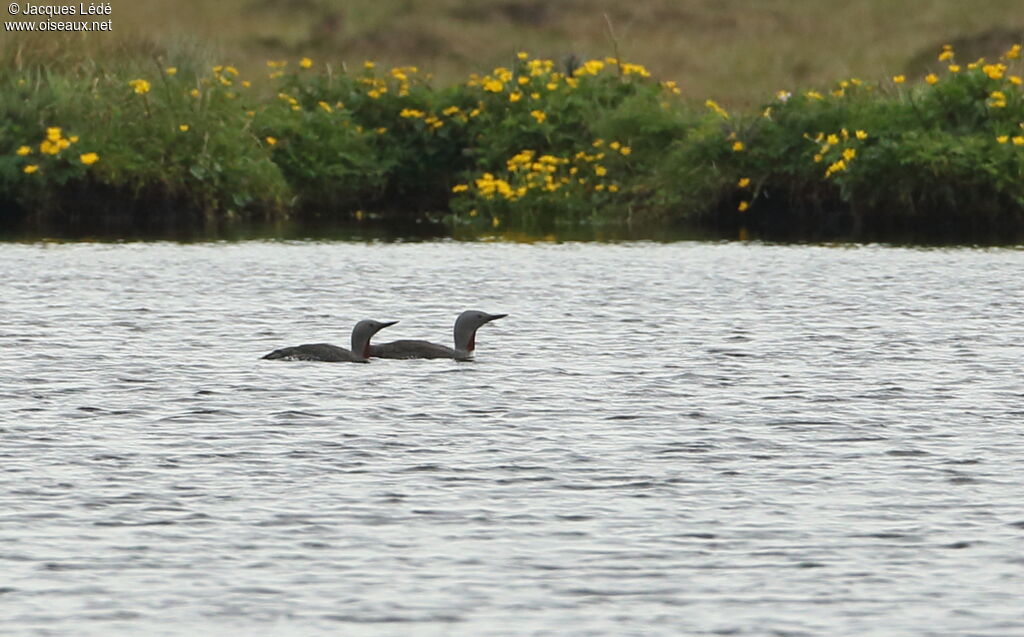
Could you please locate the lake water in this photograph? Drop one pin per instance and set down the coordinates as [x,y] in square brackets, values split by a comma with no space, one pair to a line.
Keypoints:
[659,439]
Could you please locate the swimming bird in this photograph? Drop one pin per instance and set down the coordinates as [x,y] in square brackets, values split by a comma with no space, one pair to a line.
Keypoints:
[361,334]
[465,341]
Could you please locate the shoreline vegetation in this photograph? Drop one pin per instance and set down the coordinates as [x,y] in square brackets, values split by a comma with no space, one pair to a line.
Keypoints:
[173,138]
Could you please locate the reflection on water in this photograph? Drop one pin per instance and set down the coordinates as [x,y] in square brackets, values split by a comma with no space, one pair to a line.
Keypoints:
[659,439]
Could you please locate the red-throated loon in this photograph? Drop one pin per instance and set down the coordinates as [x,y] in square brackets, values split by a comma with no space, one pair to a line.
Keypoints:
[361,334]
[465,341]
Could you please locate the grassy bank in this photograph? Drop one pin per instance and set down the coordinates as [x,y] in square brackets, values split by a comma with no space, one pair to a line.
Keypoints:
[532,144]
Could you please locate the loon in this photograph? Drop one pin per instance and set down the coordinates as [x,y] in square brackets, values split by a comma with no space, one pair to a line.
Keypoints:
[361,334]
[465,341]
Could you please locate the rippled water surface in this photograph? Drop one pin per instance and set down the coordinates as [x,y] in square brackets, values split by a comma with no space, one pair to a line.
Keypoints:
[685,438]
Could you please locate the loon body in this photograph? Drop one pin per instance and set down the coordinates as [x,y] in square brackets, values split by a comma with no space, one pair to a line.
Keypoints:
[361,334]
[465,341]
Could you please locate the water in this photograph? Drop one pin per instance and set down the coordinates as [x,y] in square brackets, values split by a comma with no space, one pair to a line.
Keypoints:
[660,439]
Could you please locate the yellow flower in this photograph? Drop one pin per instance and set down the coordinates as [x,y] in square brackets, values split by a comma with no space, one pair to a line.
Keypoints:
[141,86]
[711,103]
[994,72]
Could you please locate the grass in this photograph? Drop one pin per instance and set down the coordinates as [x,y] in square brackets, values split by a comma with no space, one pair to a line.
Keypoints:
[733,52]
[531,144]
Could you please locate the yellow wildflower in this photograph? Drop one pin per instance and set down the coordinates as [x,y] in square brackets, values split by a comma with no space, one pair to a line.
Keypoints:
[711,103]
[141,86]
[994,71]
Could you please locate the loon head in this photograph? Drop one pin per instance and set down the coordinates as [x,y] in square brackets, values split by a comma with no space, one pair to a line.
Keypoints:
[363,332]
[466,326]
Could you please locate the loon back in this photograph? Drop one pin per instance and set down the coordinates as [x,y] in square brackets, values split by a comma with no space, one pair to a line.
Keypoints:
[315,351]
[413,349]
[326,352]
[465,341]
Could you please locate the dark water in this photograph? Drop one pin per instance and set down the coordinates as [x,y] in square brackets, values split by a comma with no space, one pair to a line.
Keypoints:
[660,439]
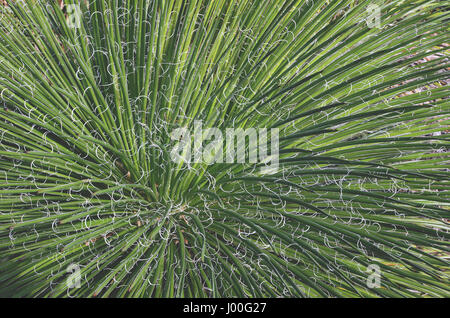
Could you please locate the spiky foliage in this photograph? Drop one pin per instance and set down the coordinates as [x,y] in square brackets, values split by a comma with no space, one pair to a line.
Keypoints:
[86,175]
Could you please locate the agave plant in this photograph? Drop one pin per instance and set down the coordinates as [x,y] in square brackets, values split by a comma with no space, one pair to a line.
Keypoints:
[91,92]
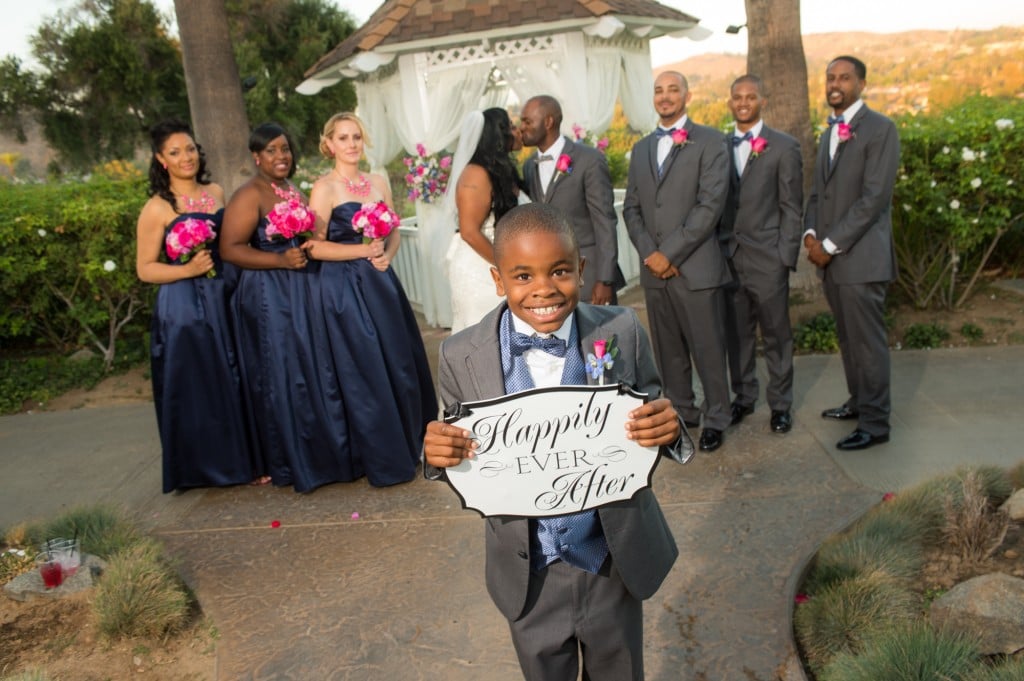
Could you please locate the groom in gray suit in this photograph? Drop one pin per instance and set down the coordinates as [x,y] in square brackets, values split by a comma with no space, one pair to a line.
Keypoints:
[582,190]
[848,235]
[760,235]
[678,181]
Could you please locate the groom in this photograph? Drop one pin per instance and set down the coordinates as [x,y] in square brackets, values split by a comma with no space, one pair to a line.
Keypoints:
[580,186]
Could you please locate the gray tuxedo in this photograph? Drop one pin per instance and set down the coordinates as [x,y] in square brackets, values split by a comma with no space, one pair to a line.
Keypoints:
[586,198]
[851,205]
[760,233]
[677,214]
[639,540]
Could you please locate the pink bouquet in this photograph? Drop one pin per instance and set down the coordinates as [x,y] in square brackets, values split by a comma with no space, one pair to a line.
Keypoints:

Work to do: Reproduce the lines of the listing exactly, starting at the one that contains "Could you please locate the loon head" and continuing through the final line, but leave out the pictures.

The result:
Could you please locate the loon head in this photograph? Drop one pin per instance and set down the coordinates as [x,y] in square brackets, values split by a comma with no space, one pair to a line.
Keypoints:
[363,332]
[466,326]
Could you please locate the loon back in this photograph? Drop one pin per instance and set down the coordinates as [x,y] in square brackets, values split by a comma with no space, one pair to a line.
Keypoints:
[315,351]
[413,349]
[326,352]
[465,341]
Could you please locate the dark water in this photograph? Drop one pin per instance and set down the coordinates as [x,y] in square brackets, values split by a comma with no space, one pair to a line.
Keypoints:
[660,439]
Could you please locate the spiky foliage in this photograph? Drop one pin per instance and set down the coordinates as [x,y] in square brackets, values split by a comma with no space, one pair to a line.
Keypoints:
[86,175]
Could you please locate the agave plant in this photograph? Drop one pin per instance and set down the coordinates as [x,y] in square brackets, values split by a comma with no space, one pair to a line.
Keypoints:
[91,92]
Could you please locate the groom in gray suit in this photograph? Drop one pin per instance and set down the coordinates as [x,y] in square brackets, values split by a comma with no space, one pair to a line.
Keypoints:
[582,190]
[848,235]
[760,235]
[678,181]
Could you please locate the groom in this photograph? Drop one pin per instance and set down the coordinates as [x,y] in square brackets, values split by a comma with no space, one pair to a line.
Keypoints:
[580,186]
Could you please locate the gray tuxedo in this photograph? Drop one pin per instance and set down the coordinates as [x,y] in square brackets, values split by a comma with no space, one pair to a line.
Keypoints:
[586,198]
[851,205]
[760,233]
[677,214]
[639,540]
Could you please locate the pink bouquet in this photograph? Drop one pin per instance and set down the coordinates as [x,y] in square brackets, values split by a comma with no space, one pair to a line.
Keypoints:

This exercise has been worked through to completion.